Nicky Di Paolo, 10-04-05

È da tempo che avevo intenzione di scrivere una serie di biografie di  italiani che hanno lasciato un segno nel Corno d’Africa e alla fine mi sono deciso.

Di una cosa sono sempre stato convinto: non mi sarei occupato dei militari in quanto non ho una cultura specifica per poter trattare di questi ultimi, ma ero ugualmente esitante su come iniziare questa nuova rubrica, se farmi da capo o scegliere a caso, quando improvvisamente ho capito che non c’era bisogno di partire da lontano, anzi forse la cosa migliore era quella di iniziare presentando un personaggio attuale e ancora poco conosciuto.

Ho avuto di recente la ventura di imbattermi in un individuo molto particolare, o meglio in una coppia che venera l’Africa e più in particolare il Corno d’Africa.

Il mio impatto con questi  personaggi è stato per lo meno curioso. Un giorno di otto mesi fa ricevetti una lettera. Era un elenco di imprecisioni scritte nei miei libri. Chi pubblica è abituato a queste missive: meno male che arrivano anche  lettere che ti  sollevano il morale. Mentre alle seconde rispondi volentieri  instaurando con chi ha scritto una immediata simpatia, verso gli autori delle prime provi un’istantanea resistenza a allacciare anche un rapporto epistolare.

Invero i critici, di qualsiasi tipo, non mi sono mai piaciuti perché ritengo che vivano della creatività altrui. In altre parole si potrebbe dire che c’è chi fa e c’è chi critica. 

Tuttavia quella lettera aveva un qualcosa che mi spinse a rispondere di getto al mittente: contestai molte valutazioni, di tante altre dovetti constatarne la giustezza, ma la cosa più curiosa fu che avvertii la necessità di instaurare un dialogo  con il mio nuovo critico. Fatto sta che in pochi giorni  scambiai  decine di e-mail che man mano riuscivano a sciogliere quel gelo iniziale che incombeva sugli scritti di ambedue.

Cominciai a capire che il mio interlocutore era sicuramente  uomo di eccellente cultura e allorché mi inviò alcune immagini del Corno d’Africa riprese da lui, capii che mi trovavo di fronte anche ad un ottimo fotografo, capace di cogliere ciò che l’Africa riesce ad elargire solo a chi è profondamente in correlazione con quella terra.

Non era solo un critico, era capace di vedere, di capire e di creare.
|---|
ESERCIZIO SCRITTO A.
Nell'ultima frase del testo sugli italiani nel Corno d'Africa, di che cosa si dice capace il nuovo critico? Elenca le capacità.
Il testo e i record hanno origini diverse.

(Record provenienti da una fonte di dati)
|---|
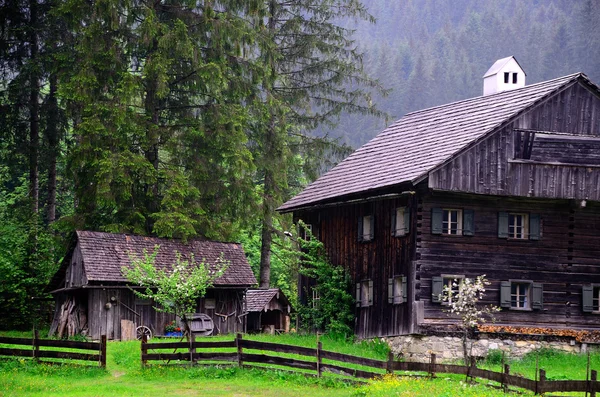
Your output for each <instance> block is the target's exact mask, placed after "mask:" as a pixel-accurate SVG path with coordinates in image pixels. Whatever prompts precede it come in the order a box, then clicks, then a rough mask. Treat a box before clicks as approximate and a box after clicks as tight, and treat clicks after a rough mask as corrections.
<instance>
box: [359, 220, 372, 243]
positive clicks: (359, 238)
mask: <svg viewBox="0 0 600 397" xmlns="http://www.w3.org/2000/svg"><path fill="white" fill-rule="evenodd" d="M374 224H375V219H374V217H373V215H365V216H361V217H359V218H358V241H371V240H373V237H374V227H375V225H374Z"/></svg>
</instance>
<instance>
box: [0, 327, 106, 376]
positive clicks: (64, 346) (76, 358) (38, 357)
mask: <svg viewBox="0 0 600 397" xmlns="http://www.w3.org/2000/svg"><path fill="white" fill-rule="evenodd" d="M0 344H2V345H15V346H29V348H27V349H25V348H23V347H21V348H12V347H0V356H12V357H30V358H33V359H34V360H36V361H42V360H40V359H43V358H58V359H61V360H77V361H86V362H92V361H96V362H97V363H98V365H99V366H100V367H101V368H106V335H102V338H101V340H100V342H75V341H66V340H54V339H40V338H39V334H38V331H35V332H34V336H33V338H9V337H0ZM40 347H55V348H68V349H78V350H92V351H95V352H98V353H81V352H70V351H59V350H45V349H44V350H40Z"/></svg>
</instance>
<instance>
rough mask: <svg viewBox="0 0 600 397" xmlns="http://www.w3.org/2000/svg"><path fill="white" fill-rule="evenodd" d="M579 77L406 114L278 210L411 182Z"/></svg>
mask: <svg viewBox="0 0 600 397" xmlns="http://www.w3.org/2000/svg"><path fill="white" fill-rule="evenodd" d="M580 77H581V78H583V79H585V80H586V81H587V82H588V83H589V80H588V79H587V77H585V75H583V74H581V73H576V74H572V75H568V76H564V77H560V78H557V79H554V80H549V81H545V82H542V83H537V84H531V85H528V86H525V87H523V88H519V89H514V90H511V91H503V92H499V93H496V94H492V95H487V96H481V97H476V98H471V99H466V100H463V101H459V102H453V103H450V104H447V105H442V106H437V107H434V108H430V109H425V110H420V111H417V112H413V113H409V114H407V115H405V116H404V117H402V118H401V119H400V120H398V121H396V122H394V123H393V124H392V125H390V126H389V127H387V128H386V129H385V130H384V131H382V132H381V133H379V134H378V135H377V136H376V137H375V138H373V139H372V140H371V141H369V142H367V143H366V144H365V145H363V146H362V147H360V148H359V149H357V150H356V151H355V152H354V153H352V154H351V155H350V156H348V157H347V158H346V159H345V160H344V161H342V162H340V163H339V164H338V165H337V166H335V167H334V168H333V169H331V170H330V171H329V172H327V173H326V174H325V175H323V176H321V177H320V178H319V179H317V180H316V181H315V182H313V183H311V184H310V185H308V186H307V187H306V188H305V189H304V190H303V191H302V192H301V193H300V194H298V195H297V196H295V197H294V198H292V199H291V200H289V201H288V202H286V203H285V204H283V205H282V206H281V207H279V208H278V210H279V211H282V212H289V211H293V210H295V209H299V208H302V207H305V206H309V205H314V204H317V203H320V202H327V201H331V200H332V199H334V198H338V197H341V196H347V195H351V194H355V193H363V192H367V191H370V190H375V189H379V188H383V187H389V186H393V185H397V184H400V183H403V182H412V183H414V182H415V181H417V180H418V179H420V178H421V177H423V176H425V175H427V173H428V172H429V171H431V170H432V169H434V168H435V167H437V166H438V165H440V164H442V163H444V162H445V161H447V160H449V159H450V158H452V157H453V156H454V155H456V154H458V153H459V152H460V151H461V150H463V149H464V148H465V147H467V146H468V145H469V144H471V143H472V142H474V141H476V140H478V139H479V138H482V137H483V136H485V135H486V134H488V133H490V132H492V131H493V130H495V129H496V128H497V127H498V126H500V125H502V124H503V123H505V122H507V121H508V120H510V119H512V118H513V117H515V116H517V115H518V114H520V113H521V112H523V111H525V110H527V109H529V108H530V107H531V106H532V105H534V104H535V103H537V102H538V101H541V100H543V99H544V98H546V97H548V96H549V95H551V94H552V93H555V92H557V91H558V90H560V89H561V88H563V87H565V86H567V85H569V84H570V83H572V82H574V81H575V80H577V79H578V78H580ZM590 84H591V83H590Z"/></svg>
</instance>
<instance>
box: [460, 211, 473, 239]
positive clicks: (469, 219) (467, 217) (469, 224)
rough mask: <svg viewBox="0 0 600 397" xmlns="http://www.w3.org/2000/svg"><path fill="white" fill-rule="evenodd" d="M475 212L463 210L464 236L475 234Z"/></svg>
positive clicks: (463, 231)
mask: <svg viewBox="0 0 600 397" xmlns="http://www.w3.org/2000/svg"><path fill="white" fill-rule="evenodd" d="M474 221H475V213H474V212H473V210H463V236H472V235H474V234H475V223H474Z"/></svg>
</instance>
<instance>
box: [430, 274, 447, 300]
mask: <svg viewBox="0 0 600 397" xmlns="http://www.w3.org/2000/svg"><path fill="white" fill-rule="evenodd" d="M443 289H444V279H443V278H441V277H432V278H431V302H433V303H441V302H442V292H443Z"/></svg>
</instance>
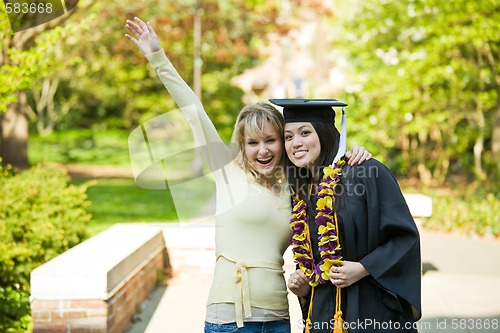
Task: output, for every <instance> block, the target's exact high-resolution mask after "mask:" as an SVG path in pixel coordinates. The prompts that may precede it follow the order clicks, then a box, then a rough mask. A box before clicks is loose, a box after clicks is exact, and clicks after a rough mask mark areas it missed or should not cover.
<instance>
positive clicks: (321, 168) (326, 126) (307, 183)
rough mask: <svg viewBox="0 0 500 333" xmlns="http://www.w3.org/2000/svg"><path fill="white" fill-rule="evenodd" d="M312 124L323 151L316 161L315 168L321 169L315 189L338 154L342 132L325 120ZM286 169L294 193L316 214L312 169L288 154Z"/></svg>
|---|
ESERCIZIO SCRITTO B.
Trascrivi come lista JSON di stringhe, una per riga e senza righe vuote, tutto ciò che va dall'inizio dei record fino alla riga che contiene "positive clicks: (359, 238)", entrambe le estremità comprese. Escludi le immagini dalla risposta.

SPAZIO RISPOSTA A.
vedere, capire, creare

SPAZIO RISPOSTA B.
[
  "Your output for each <instance> block is the target's exact mask, placed after \"mask:\" as a pixel-accurate SVG path with coordinates in image pixels. Whatever prompts precede it come in the order a box, then clicks, then a rough mask. Treat a box before clicks as approximate and a box after clicks as tight, and treat clicks after a rough mask as corrections.",
  "<instance>",
  "box: [359, 220, 372, 243]",
  "positive clicks: (359, 238)"
]